Exercise requirements » Of the lines listed below, return exactly those that run from the line containing "chain-link fence, placing a dot on each." through the line containing "skin, placing a dot on each.", both included.

Material for the task »
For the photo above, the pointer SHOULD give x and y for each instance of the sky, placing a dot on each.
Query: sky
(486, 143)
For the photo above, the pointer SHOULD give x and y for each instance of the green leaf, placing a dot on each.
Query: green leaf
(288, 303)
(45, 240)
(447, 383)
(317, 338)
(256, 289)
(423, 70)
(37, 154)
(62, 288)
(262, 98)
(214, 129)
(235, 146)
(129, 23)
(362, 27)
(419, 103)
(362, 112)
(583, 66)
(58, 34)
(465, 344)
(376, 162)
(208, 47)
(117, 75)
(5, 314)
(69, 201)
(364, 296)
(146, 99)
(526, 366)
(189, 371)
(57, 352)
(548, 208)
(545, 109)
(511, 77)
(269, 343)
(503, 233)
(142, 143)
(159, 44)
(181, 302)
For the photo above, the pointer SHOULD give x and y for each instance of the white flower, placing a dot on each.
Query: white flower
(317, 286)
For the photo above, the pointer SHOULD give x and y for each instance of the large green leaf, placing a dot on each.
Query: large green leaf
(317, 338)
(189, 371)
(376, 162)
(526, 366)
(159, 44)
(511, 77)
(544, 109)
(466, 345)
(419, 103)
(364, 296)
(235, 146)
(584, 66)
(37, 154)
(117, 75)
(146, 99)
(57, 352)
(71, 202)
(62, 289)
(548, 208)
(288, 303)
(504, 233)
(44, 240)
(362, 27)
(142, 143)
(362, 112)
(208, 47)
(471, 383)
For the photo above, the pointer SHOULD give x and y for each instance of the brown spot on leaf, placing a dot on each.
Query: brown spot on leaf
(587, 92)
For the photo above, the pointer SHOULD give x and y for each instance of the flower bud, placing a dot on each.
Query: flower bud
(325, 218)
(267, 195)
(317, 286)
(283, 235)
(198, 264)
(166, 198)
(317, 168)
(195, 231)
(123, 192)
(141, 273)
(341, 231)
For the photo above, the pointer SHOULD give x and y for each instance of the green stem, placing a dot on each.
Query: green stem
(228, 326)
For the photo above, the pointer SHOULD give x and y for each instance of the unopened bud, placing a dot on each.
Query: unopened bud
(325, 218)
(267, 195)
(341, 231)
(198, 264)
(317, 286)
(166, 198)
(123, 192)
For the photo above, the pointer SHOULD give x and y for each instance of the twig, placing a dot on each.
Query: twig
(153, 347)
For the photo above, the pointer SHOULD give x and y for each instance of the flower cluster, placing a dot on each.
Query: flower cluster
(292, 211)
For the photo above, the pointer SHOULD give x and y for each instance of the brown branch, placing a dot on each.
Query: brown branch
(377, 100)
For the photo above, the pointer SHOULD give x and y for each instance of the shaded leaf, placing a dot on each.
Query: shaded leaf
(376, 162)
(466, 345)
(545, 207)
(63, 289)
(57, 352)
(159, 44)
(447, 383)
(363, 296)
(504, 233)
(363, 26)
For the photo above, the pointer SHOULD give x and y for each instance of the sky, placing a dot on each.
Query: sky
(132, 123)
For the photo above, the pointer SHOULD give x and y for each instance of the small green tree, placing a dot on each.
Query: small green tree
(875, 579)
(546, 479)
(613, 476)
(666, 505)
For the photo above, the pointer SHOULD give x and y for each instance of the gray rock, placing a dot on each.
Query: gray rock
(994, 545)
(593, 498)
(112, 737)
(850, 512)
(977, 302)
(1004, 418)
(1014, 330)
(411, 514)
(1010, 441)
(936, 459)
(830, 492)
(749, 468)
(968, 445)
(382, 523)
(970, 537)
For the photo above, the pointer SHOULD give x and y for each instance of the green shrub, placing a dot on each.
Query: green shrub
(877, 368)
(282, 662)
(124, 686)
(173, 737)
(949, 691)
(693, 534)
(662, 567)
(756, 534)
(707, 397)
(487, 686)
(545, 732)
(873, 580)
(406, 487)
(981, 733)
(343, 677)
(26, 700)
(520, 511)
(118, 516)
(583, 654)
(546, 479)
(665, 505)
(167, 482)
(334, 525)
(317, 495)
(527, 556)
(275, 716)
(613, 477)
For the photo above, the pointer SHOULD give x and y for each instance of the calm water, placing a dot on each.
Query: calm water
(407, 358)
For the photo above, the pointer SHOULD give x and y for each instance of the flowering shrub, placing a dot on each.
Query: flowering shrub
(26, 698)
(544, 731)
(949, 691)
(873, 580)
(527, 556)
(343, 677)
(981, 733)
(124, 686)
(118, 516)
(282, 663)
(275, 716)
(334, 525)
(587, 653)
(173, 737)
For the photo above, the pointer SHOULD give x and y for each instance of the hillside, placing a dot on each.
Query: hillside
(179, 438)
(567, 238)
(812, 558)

...

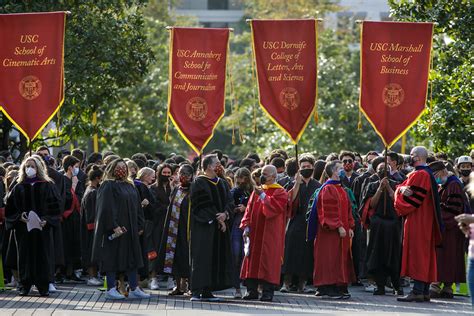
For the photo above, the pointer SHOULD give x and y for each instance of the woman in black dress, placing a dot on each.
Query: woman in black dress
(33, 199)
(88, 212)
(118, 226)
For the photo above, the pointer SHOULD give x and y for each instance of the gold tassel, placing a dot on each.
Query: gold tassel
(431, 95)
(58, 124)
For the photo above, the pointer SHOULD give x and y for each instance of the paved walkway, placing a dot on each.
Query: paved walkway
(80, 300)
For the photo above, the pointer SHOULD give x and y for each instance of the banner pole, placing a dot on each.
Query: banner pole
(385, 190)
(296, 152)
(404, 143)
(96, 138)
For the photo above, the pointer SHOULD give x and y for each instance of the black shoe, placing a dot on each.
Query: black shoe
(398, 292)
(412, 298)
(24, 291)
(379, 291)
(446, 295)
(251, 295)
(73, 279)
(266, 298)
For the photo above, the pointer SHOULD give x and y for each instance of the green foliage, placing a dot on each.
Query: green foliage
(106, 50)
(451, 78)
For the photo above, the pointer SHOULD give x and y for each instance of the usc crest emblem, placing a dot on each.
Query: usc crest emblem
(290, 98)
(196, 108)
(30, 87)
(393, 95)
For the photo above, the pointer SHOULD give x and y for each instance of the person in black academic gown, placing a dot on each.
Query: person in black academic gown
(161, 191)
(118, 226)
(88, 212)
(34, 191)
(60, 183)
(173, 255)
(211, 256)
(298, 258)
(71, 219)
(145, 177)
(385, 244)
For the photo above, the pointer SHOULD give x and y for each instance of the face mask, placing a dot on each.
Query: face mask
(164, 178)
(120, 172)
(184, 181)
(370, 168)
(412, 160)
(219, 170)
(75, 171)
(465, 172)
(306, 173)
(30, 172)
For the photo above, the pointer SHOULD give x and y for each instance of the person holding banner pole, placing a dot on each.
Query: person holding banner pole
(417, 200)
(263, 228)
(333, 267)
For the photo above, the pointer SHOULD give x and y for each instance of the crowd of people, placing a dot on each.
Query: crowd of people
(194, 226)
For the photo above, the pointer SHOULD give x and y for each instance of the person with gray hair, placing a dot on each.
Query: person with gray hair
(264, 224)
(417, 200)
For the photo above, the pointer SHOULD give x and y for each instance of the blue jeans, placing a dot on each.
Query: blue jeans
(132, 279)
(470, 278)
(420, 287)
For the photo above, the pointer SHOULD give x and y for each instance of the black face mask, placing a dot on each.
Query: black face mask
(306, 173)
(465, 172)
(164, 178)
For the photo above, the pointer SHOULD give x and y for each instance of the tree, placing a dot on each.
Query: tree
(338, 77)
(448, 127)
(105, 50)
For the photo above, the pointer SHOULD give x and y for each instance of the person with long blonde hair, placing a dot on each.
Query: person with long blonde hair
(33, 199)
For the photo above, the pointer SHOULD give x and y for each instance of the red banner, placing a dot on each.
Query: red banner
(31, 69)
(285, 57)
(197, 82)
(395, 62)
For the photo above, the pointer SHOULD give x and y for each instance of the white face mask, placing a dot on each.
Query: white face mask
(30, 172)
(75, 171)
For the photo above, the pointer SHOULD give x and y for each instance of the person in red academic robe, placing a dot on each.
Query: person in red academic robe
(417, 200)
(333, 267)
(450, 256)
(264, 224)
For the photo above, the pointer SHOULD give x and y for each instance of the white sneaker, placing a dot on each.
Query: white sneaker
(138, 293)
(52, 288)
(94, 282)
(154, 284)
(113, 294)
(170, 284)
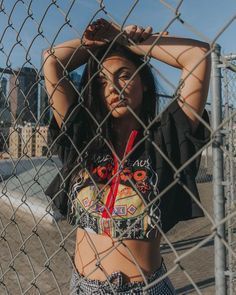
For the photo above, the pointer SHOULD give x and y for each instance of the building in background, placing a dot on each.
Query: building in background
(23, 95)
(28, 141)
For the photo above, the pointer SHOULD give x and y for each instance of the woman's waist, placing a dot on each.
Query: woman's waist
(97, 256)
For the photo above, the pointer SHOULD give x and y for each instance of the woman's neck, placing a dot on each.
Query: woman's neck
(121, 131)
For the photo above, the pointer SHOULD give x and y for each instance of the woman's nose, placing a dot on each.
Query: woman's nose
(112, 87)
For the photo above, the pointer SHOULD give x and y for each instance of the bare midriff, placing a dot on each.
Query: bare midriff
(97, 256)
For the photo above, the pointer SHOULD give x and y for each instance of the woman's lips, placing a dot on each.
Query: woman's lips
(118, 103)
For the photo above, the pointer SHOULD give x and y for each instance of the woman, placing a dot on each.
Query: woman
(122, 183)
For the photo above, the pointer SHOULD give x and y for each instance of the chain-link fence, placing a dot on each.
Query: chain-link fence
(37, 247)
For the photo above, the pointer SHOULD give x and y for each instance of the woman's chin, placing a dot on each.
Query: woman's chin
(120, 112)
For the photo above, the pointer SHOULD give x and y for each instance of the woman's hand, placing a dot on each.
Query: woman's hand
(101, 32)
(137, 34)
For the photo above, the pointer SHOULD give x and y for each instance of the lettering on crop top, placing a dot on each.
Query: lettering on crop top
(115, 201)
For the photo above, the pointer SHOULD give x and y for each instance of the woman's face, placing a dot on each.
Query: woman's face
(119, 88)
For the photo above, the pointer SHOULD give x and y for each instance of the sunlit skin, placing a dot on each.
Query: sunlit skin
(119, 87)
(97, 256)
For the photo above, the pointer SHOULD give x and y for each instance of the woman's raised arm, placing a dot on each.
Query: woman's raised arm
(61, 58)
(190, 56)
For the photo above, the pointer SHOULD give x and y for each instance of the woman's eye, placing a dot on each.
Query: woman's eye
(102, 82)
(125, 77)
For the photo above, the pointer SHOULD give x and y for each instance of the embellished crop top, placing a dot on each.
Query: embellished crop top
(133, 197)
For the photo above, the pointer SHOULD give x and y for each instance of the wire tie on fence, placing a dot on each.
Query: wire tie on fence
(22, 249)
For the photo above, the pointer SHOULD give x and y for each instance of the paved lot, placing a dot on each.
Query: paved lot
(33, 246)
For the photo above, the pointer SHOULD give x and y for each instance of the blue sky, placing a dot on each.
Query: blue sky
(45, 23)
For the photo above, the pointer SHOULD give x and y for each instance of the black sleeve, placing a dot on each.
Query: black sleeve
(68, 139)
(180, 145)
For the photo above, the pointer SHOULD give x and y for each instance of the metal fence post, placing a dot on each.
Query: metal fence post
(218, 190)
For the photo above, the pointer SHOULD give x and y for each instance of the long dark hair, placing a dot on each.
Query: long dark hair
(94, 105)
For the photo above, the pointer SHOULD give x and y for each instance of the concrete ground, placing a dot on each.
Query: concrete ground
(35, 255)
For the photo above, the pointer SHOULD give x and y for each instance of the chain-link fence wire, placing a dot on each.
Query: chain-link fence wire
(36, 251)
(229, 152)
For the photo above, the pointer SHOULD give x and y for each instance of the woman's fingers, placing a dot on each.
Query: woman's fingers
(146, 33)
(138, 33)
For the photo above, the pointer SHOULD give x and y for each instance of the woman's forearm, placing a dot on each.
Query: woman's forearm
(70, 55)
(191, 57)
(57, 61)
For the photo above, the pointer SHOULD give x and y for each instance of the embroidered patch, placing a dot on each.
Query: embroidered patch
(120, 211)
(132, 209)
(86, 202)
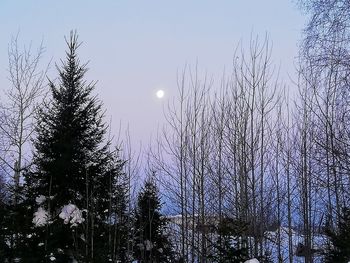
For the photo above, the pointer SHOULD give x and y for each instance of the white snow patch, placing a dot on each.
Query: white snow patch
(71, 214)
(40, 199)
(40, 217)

==

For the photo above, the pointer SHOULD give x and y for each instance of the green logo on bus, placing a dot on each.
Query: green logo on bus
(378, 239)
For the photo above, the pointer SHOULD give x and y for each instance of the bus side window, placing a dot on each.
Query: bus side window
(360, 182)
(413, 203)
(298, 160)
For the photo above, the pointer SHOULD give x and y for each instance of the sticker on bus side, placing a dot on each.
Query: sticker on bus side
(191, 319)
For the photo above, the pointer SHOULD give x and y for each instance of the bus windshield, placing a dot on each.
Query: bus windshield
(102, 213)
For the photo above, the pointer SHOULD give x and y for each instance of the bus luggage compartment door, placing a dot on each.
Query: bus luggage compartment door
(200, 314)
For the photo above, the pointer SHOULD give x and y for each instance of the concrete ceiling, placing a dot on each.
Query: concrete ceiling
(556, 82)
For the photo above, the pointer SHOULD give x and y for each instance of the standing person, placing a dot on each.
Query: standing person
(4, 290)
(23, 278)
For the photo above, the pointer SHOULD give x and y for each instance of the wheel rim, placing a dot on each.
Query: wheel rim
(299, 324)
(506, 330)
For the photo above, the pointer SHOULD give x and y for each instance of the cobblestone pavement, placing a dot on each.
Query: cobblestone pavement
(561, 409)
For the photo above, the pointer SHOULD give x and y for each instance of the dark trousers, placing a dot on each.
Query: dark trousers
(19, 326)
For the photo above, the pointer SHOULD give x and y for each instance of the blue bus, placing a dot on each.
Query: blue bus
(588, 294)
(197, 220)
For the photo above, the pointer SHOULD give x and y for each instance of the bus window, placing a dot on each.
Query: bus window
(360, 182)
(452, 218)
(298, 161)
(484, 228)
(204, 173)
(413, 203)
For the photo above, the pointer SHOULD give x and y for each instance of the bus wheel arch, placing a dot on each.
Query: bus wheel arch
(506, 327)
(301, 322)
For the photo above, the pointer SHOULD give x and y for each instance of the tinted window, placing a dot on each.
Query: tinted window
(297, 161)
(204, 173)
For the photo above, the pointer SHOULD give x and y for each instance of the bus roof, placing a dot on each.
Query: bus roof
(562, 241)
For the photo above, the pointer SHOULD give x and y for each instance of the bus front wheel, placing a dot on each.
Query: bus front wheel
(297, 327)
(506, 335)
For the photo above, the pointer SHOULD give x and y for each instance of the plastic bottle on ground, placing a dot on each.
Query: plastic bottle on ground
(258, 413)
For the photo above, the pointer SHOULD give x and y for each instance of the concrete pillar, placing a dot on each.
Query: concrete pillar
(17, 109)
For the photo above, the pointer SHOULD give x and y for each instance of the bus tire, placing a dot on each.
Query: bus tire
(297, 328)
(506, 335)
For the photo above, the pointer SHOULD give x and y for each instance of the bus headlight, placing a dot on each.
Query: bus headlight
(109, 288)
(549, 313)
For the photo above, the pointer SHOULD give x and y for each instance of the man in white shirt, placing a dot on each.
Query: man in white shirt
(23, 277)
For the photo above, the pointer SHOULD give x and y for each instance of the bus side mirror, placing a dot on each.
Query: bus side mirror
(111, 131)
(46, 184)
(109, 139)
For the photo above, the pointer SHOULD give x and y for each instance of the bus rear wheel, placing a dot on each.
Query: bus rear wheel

Exercise response »
For the photo above, the pointer SHOULD give x and y for each instance of the chain-link fence, placing a dot on each.
Query: chain-link fence
(37, 247)
For the photo above, the pointer SHOULD give x and y for each instance of the woman's chin, placing a dot on each.
Query: woman's chin
(120, 112)
For the photo above, the pointer SHOULD give x and y for each instance of the woman's hand, placing a dot on each.
Query: woman's hand
(101, 32)
(137, 34)
For the photo above, the pointer SHOULD give x and y for each instance of the lettering on crop top, placing a dot on each.
Query: lettering on crop top
(115, 201)
For the photo above, the pointer SHOULD give x and y for each instance of the woman's face, placing a dot on each.
Query: woman's face
(119, 88)
For the photo above, the pointer SHOULD give x and y for each instance of the sunlit skin, placing a dot on each.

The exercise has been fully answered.